● **Your task**: All lines in the records below from the line with "In the photograph below, where can the window" through the line with "In the photograph above, where can the bench" are to be given again exactly, both ends included; the pictures are to be left out.

(Entries supplied)

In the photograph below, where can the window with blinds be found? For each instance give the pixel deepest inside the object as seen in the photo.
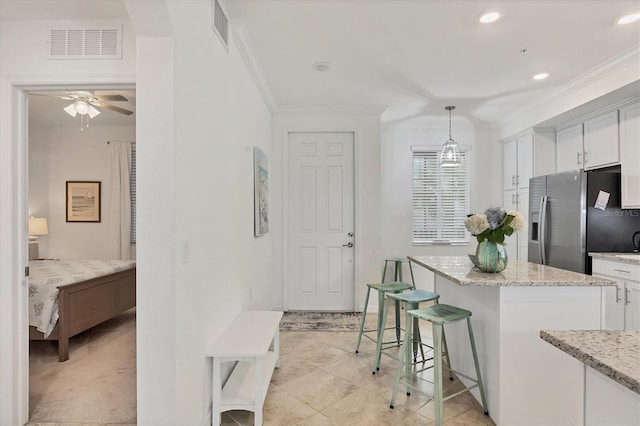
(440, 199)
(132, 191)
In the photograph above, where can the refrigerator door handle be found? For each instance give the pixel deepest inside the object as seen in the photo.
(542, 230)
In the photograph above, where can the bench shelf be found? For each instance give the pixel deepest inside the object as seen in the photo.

(End Entries supplied)
(Entries supplied)

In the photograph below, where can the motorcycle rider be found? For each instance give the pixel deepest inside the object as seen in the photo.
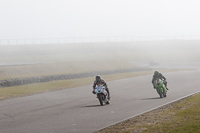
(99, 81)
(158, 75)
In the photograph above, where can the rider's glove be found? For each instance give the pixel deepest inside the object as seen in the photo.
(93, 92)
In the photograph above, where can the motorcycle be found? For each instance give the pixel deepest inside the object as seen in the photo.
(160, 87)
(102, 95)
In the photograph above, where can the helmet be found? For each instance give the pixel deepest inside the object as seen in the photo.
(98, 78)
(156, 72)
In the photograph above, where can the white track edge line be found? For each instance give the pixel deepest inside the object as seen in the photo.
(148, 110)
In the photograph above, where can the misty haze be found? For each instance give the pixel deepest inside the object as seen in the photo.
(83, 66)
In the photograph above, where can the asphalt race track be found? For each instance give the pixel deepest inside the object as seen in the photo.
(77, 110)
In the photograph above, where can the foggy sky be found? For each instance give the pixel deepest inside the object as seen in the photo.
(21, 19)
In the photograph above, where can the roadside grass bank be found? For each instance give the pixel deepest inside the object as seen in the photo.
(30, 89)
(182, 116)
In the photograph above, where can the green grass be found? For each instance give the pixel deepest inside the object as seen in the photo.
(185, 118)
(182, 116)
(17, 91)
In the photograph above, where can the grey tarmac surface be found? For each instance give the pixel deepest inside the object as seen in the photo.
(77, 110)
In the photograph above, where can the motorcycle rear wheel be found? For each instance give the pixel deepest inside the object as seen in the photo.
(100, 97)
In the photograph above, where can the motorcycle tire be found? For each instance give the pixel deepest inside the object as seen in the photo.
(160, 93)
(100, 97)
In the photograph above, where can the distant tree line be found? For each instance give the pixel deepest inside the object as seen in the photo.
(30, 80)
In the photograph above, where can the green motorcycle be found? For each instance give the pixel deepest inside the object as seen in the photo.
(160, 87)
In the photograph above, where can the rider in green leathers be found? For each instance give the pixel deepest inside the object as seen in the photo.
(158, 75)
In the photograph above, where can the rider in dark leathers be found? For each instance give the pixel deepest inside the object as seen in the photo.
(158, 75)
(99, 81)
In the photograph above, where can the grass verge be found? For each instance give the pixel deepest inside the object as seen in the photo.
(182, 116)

(End Entries supplied)

● **Solution for this task**:
In the photograph below, where can the window with blinds be found? For each instance give the pixel deepest inside the object as seen in the photo.
(440, 199)
(132, 191)
In the photograph above, where can the refrigerator door handle be found? For each instance give the pixel deepest inside the object as seen in the photo.
(542, 230)
In the photograph above, where can the bench shelf be found? For each instance give the pixel deepest inside the object as seen in the photo.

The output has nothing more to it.